▸ **Point-based annotation data**:
┄┄┄┄┄┄┄┄┄┄┄┄┄┄┄┄┄┄┄┄

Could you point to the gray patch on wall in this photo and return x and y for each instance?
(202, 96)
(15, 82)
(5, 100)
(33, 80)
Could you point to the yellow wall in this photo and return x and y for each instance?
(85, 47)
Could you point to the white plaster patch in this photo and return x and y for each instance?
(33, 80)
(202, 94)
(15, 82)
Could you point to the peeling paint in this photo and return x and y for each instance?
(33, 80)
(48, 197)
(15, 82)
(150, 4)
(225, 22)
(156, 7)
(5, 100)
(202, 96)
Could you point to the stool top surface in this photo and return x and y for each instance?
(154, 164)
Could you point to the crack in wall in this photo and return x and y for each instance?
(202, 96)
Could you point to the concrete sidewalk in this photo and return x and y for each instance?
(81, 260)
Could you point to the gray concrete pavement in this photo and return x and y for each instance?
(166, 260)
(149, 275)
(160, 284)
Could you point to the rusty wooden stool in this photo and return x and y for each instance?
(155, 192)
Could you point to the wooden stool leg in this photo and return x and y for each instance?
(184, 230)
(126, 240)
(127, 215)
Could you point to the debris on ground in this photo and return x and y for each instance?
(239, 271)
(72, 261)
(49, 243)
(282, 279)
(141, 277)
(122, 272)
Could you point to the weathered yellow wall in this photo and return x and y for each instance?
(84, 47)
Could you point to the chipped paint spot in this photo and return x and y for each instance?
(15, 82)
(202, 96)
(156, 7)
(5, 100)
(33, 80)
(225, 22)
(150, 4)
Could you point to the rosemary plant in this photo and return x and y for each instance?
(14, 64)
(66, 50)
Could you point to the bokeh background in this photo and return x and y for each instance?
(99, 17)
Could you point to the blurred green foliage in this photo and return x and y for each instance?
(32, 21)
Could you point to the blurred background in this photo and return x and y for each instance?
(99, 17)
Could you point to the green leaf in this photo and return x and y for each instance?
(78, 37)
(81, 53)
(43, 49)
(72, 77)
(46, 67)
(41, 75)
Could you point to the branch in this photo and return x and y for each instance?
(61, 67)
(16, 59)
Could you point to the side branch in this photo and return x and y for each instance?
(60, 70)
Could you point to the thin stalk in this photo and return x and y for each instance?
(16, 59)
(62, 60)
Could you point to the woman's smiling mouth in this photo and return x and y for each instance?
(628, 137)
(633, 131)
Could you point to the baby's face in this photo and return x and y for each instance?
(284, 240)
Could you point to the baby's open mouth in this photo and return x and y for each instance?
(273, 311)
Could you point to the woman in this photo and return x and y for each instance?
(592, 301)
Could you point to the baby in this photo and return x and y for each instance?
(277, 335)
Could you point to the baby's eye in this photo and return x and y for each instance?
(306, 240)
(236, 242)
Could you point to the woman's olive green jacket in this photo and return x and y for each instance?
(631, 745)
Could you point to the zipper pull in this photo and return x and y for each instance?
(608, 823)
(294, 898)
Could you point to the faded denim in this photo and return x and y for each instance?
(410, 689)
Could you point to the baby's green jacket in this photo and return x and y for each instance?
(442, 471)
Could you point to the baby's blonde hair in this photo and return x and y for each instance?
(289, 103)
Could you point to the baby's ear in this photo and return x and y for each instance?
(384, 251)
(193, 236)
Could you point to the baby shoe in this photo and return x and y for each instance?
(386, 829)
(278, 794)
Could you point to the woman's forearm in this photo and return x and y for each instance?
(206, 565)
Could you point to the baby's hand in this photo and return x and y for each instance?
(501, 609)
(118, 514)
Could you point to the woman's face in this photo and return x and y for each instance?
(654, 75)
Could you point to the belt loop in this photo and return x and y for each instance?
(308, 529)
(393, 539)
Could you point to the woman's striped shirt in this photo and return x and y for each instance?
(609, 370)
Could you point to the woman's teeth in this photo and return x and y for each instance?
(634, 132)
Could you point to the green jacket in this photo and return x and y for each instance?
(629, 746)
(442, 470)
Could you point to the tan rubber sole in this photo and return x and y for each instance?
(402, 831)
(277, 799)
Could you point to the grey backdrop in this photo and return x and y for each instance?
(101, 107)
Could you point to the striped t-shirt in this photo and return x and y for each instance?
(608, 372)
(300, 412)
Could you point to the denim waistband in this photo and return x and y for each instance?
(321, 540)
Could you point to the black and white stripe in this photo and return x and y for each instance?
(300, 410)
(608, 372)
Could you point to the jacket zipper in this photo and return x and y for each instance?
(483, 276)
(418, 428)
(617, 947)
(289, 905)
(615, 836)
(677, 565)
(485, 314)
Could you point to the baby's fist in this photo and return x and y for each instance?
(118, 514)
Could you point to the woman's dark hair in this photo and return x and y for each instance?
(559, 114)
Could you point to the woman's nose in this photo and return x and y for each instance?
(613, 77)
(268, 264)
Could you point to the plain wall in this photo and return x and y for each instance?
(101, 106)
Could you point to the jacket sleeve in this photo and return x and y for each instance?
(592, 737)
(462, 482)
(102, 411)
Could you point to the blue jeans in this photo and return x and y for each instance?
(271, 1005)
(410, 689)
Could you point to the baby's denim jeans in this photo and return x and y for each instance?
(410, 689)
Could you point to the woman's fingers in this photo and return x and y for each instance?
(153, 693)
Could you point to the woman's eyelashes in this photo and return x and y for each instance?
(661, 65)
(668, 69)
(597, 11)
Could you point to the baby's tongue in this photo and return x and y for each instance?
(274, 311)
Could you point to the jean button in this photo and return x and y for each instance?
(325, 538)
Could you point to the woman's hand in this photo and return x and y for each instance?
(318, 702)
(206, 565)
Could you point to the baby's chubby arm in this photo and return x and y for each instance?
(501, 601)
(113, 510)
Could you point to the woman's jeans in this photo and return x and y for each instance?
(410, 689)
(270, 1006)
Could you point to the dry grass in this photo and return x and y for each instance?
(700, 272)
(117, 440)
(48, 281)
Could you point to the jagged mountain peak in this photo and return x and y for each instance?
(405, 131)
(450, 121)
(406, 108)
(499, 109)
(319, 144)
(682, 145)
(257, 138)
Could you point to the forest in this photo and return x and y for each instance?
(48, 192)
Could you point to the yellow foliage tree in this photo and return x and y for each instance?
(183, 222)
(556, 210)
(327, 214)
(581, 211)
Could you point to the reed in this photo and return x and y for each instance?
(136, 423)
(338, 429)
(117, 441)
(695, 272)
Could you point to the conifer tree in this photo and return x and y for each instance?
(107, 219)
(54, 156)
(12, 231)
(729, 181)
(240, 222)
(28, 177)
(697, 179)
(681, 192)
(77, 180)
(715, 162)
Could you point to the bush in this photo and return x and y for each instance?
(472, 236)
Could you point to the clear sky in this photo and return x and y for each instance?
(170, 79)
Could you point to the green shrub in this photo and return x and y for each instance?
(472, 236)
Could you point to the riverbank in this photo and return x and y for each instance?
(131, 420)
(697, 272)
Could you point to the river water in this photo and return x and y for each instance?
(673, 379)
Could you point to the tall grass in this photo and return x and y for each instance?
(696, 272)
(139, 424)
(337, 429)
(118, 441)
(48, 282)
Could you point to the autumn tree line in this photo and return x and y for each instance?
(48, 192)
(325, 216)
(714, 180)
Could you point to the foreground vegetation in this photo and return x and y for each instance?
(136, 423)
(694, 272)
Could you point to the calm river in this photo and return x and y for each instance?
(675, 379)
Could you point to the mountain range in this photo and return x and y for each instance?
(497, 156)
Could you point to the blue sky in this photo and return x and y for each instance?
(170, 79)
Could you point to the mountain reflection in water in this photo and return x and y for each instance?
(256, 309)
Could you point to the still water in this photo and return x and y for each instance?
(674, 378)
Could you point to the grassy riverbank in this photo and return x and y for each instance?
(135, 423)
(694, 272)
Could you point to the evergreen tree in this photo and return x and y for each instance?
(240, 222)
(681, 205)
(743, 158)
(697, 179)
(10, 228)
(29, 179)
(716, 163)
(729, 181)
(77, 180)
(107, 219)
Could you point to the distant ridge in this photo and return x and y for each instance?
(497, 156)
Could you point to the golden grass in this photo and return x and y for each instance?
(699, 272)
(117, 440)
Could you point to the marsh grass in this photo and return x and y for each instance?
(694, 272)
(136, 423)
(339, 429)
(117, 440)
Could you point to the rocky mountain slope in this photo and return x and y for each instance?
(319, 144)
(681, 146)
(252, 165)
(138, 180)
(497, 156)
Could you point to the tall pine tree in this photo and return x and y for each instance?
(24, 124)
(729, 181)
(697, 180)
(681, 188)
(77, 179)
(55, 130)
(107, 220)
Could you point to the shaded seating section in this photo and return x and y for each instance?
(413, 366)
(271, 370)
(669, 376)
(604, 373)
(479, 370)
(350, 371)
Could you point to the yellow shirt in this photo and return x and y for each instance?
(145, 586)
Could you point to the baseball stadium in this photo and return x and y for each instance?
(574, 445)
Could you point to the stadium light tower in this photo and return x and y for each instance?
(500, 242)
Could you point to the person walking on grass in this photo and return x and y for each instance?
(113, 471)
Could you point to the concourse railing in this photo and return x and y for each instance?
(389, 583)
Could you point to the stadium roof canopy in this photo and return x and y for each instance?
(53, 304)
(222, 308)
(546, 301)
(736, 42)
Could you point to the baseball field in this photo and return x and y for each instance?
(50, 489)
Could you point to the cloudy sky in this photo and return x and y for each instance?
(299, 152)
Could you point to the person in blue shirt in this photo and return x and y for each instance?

┄┄┄┄┄┄┄┄┄┄┄┄┄┄┄┄┄┄┄┄

▸ **Directions**: Begin with the line that contains "Could you point to the yellow shirt" and end with the last line of the records; set down every line in that span exactly, and nothing else.

▸ **Finished answer**:
Could you point to the yellow shirt in this photo and return x and y for each instance?
(145, 586)
Could you point to the baseball stadium in this photo and return x and y for each instance?
(574, 445)
Could you point to the stadium light tower in this photo and return x and y for each instance?
(500, 242)
Could you point to the person walking on grass in this photo and return x and y for each instance?
(113, 471)
Could you point to the concourse railing in this photo and return x and y for each instance?
(389, 583)
Could you point to the stadium roof canopy in this photo and return x and y for each instance?
(53, 304)
(222, 308)
(546, 301)
(736, 42)
Could you point to the baseball field in this photo and return x and y for each instance?
(50, 489)
Could you point to the cloudy sky in this photo and return x and y for each instance?
(299, 152)
Could you point to the person in blue shirt in this photo and return x and y for each instance?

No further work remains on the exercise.